* Start Excerpted passage *
To say that since the Holocaust, relations of Israel's Jewish population with Germany cannot be but problematic is to state the obvious, yet the depth of the abyss that prevailed in the 1940s, '50s and early '60s is even now, in 1998, difficult to imagine. Neither diplomatic nor cultural ties existed between the two countries before 1965. All Israeli passports were marked "valid for all countries with the exclusion of Germany."(1) Visits by Israeli nationals to Germany, with the exception of officials, were unheard of and German tourists or visitors did not come to Israel, even despite the reparations agreement between the two states that was concluded in Luxembourg in 1952.
 
In the late '40s and '50s public attitudes in both countries to the horrors of the war and the Holocaust were ambivalent to say the least. For nearly all Israelis, as for Jews throughout the world, Germany was akin to a "black hole," a place not to be approached and certainly not to be visited - and for many Germans, if certainly not for all, the crimes of the Nazi period were a subject best forgotten.
 
Yet the leaders of both countries, Prime Minister Ben Gurion and Chancellor Konrad Adenauer knew very well that within the postwar reality neither country could ignore the other entirely. Ben Gurion was convinced that there was a vast difference between the Germany that started to emerge from its total defeat and the Nazi era - and Adenauer, motivated by his own moral convictions knew very well that without confronting the horrors of the past, Germany's re-emergence was nearly unthinkable.
 
It is against this background that the reparations agreement was negotiated and concluded. For Israel's government this was one of the most difficult and important decisions it had to make. For Adenauer and many of his colleagues, it represented an inevitable step in their attempts not only to make some amends for the past, but also in their effort to regain acceptance within the civilized world.
* End Excerpted passage *
* Start Supplied material *
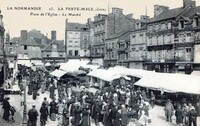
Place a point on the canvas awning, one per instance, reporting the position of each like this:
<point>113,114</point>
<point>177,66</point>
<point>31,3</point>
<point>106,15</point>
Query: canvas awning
<point>168,82</point>
<point>58,73</point>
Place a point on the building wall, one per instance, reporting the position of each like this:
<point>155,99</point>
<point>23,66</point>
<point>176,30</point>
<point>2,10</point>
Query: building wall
<point>84,43</point>
<point>138,45</point>
<point>30,51</point>
<point>73,43</point>
<point>111,55</point>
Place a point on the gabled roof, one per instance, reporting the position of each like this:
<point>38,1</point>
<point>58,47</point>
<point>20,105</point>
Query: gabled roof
<point>35,34</point>
<point>123,34</point>
<point>192,11</point>
<point>167,14</point>
<point>30,42</point>
<point>76,27</point>
<point>59,43</point>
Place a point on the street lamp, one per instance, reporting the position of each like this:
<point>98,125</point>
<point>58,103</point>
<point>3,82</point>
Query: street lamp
<point>25,122</point>
<point>2,31</point>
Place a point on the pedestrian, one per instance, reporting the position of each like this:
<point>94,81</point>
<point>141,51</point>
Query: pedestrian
<point>12,112</point>
<point>185,113</point>
<point>169,110</point>
<point>32,116</point>
<point>85,117</point>
<point>124,116</point>
<point>192,117</point>
<point>43,87</point>
<point>77,114</point>
<point>46,102</point>
<point>35,89</point>
<point>52,91</point>
<point>53,110</point>
<point>6,107</point>
<point>179,116</point>
<point>152,99</point>
<point>65,116</point>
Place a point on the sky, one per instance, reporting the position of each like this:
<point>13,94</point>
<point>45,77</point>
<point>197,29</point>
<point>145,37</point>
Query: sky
<point>16,19</point>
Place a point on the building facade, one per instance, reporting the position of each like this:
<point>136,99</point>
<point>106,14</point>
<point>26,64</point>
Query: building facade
<point>54,52</point>
<point>77,40</point>
<point>170,38</point>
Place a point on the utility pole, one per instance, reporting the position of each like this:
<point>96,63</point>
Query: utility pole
<point>2,31</point>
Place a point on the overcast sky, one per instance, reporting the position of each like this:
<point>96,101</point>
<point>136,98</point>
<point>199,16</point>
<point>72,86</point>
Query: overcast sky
<point>16,20</point>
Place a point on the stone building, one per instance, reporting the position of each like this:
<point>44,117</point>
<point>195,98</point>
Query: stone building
<point>170,38</point>
<point>54,52</point>
<point>116,50</point>
<point>77,40</point>
<point>106,26</point>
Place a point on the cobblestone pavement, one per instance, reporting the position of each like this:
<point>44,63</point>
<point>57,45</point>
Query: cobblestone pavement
<point>17,117</point>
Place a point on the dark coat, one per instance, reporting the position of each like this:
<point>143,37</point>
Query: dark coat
<point>77,116</point>
<point>32,114</point>
<point>124,117</point>
<point>65,117</point>
<point>85,118</point>
<point>44,113</point>
<point>53,107</point>
<point>193,115</point>
<point>179,116</point>
<point>6,106</point>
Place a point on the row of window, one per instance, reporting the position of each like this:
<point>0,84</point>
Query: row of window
<point>160,40</point>
<point>110,55</point>
<point>73,35</point>
<point>160,26</point>
<point>100,27</point>
<point>137,38</point>
<point>99,38</point>
<point>195,23</point>
<point>73,52</point>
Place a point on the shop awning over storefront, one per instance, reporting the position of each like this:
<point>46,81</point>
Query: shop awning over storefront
<point>166,82</point>
<point>73,65</point>
<point>197,73</point>
<point>58,73</point>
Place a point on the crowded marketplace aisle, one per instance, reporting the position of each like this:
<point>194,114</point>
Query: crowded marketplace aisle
<point>157,113</point>
<point>115,100</point>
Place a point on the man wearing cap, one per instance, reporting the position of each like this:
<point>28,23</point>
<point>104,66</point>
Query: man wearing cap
<point>192,117</point>
<point>169,109</point>
<point>32,116</point>
<point>6,106</point>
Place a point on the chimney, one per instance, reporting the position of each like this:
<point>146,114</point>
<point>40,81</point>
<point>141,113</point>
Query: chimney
<point>158,9</point>
<point>53,35</point>
<point>191,3</point>
<point>130,15</point>
<point>144,17</point>
<point>117,10</point>
<point>24,36</point>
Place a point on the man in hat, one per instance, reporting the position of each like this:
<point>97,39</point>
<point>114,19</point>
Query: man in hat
<point>6,106</point>
<point>169,110</point>
<point>32,116</point>
<point>192,117</point>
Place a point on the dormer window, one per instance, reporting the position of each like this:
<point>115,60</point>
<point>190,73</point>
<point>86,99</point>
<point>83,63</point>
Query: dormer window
<point>181,24</point>
<point>196,22</point>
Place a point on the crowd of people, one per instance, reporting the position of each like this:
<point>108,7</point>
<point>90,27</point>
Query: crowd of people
<point>112,105</point>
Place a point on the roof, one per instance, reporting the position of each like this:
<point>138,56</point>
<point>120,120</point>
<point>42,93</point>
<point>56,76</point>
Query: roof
<point>59,43</point>
<point>35,34</point>
<point>192,11</point>
<point>15,39</point>
<point>76,27</point>
<point>173,13</point>
<point>31,42</point>
<point>167,14</point>
<point>123,34</point>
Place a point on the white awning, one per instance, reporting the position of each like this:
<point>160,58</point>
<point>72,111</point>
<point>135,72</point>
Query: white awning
<point>169,82</point>
<point>58,73</point>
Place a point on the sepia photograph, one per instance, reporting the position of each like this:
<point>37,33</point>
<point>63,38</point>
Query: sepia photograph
<point>99,63</point>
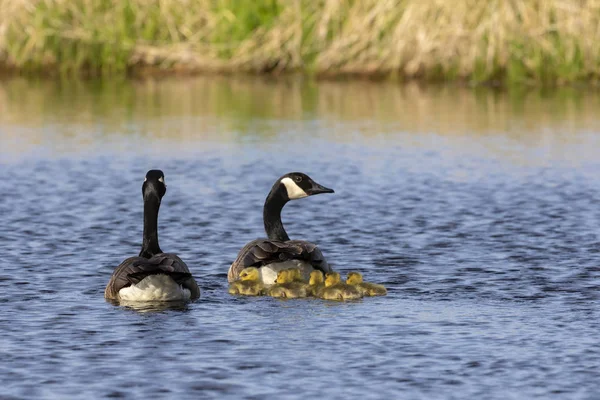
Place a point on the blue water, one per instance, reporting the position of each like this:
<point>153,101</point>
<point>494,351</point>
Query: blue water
<point>480,213</point>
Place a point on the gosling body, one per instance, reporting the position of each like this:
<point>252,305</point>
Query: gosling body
<point>249,283</point>
<point>289,285</point>
<point>336,290</point>
<point>366,288</point>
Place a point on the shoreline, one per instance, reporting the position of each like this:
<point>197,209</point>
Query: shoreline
<point>525,42</point>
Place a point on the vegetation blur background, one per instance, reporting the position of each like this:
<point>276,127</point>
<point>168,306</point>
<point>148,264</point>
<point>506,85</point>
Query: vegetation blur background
<point>501,42</point>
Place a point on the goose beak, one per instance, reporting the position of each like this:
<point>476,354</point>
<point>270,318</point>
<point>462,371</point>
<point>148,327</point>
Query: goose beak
<point>318,189</point>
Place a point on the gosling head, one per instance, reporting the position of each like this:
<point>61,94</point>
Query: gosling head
<point>154,184</point>
<point>316,277</point>
<point>354,278</point>
<point>249,274</point>
<point>286,276</point>
<point>332,278</point>
<point>297,185</point>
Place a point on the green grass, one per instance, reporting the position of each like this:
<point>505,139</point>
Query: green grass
<point>545,42</point>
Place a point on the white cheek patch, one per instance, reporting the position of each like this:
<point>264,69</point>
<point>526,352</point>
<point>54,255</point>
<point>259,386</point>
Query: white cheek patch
<point>294,191</point>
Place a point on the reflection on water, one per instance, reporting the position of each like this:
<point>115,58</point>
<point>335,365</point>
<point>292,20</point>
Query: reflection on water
<point>478,210</point>
<point>151,306</point>
<point>225,110</point>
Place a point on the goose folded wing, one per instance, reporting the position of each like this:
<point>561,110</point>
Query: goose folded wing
<point>261,252</point>
<point>135,269</point>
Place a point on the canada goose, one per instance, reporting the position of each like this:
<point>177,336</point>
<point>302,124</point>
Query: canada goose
<point>316,282</point>
<point>278,251</point>
<point>289,284</point>
<point>249,283</point>
<point>153,275</point>
<point>336,290</point>
<point>366,288</point>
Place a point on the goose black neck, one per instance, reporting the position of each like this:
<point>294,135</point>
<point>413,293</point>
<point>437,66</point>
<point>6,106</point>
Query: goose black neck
<point>272,214</point>
<point>150,245</point>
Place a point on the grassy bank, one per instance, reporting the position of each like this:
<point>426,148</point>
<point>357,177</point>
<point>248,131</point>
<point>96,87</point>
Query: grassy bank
<point>501,41</point>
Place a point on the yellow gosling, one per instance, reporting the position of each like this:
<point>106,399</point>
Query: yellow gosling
<point>289,285</point>
<point>366,288</point>
<point>336,290</point>
<point>316,282</point>
<point>249,283</point>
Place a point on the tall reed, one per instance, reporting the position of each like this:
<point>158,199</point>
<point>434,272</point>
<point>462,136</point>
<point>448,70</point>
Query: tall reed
<point>504,41</point>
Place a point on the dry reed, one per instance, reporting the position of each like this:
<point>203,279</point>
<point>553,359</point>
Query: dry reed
<point>504,41</point>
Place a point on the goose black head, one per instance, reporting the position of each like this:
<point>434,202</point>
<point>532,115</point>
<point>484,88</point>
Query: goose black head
<point>154,184</point>
<point>298,185</point>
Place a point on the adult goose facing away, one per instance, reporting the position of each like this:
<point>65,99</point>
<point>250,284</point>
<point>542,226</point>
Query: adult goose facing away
<point>153,275</point>
<point>278,252</point>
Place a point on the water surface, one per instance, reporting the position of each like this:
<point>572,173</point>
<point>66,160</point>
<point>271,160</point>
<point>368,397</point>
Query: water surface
<point>477,209</point>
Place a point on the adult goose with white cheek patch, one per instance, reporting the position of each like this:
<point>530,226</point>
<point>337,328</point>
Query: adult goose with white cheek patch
<point>153,275</point>
<point>278,252</point>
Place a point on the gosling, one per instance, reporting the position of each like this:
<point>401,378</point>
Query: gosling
<point>249,283</point>
<point>366,288</point>
<point>316,282</point>
<point>337,290</point>
<point>289,285</point>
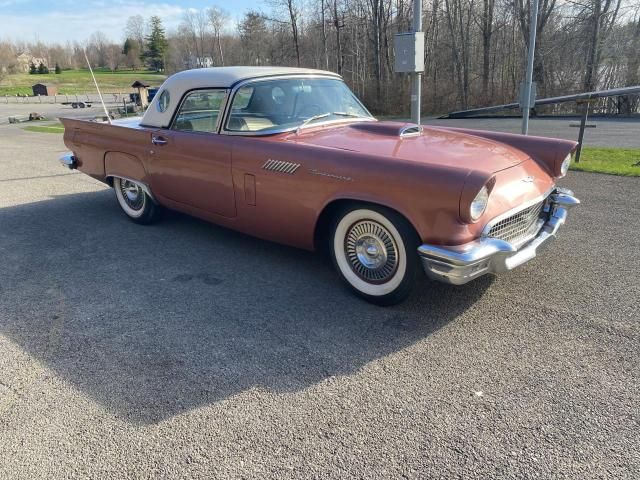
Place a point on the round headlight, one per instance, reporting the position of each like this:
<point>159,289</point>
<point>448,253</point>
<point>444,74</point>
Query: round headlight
<point>479,204</point>
<point>564,168</point>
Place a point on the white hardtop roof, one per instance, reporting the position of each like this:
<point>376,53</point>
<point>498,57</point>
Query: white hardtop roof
<point>224,77</point>
<point>216,77</point>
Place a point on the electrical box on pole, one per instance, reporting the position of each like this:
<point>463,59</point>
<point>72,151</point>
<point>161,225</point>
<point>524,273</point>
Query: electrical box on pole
<point>409,52</point>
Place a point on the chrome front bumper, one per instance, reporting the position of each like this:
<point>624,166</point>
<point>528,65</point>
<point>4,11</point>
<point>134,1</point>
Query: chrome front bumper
<point>69,161</point>
<point>460,264</point>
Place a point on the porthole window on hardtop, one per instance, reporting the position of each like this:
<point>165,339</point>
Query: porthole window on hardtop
<point>163,101</point>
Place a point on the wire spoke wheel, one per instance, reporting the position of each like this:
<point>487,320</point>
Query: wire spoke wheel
<point>371,251</point>
<point>375,252</point>
<point>132,194</point>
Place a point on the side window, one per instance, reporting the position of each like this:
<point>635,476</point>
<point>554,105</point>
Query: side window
<point>200,111</point>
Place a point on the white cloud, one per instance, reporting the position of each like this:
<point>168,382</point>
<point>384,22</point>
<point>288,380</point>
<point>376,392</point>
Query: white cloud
<point>78,23</point>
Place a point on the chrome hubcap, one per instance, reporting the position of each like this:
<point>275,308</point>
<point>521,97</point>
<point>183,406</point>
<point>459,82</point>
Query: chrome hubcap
<point>132,194</point>
<point>371,251</point>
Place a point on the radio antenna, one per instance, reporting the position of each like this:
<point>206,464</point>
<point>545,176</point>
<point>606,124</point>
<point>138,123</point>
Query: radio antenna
<point>106,112</point>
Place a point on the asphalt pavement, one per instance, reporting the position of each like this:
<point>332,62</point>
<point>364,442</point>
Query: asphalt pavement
<point>184,350</point>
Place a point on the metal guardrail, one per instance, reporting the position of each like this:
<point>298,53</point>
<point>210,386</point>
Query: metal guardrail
<point>584,99</point>
<point>578,98</point>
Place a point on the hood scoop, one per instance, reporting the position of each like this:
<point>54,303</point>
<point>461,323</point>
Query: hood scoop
<point>389,129</point>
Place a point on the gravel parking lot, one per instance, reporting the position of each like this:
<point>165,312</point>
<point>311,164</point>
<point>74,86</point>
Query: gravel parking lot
<point>184,350</point>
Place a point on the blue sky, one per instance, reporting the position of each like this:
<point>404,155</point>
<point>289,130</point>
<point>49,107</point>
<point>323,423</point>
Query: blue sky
<point>64,20</point>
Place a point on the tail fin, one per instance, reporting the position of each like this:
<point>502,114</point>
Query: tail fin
<point>106,112</point>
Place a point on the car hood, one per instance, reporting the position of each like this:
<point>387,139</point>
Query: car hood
<point>433,145</point>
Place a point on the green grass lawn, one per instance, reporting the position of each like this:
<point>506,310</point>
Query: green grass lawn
<point>615,161</point>
<point>78,81</point>
<point>45,128</point>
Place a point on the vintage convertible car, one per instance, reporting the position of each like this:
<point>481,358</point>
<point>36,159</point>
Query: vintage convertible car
<point>292,156</point>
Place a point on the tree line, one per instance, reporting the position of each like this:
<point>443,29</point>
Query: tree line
<point>475,50</point>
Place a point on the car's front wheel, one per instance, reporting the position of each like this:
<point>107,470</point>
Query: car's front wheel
<point>135,202</point>
<point>375,252</point>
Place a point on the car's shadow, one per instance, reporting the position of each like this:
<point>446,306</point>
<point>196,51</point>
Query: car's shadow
<point>155,321</point>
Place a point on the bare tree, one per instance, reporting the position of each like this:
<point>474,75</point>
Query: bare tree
<point>217,19</point>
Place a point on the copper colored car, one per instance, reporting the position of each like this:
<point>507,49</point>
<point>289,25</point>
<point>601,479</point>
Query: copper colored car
<point>291,155</point>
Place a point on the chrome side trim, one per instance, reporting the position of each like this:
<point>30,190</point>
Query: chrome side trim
<point>281,167</point>
<point>69,160</point>
<point>145,188</point>
<point>460,264</point>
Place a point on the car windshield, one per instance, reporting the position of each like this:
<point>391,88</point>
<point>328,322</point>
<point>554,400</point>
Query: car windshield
<point>291,103</point>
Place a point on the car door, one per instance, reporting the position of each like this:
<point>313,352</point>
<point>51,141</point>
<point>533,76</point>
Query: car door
<point>190,162</point>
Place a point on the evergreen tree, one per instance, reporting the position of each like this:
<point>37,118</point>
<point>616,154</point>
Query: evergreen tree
<point>156,45</point>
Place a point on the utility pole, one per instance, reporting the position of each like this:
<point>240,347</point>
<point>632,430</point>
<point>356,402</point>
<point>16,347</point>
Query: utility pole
<point>416,77</point>
<point>526,96</point>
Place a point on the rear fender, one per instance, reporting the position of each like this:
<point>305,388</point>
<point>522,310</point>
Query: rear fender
<point>118,164</point>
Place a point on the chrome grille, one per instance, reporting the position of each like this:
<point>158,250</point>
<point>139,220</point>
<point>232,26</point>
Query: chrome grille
<point>519,226</point>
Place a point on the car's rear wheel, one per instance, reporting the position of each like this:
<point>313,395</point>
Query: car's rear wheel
<point>135,202</point>
<point>374,250</point>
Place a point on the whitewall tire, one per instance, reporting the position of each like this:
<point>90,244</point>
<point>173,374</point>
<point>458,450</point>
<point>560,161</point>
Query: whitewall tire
<point>135,202</point>
<point>374,251</point>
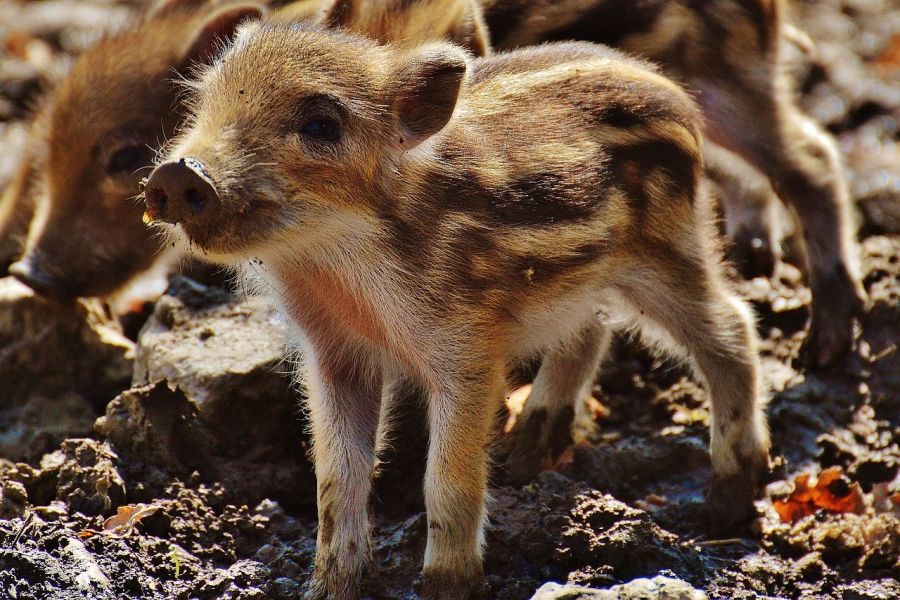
* End Supplied material *
The exercise: Reproduce the part of the passage on Israeli-German relations that opens with the words containing "Yet the leaders" and closes with "was nearly unthinkable.", switching "Chancellor" to "West German Chancellor". The records are material separate from the passage on Israeli-German relations.

Solution to the exercise:
Yet the leaders of both countries, Prime Minister Ben Gurion and West German Chancellor Konrad Adenauer knew very well that within the postwar reality neither country could ignore the other entirely. Ben Gurion was convinced that there was a vast difference between the Germany that started to emerge from its total defeat and the Nazi era - and Adenauer, motivated by his own moral convictions knew very well that without confronting the horrors of the past, Germany's re-emergence was nearly unthinkable.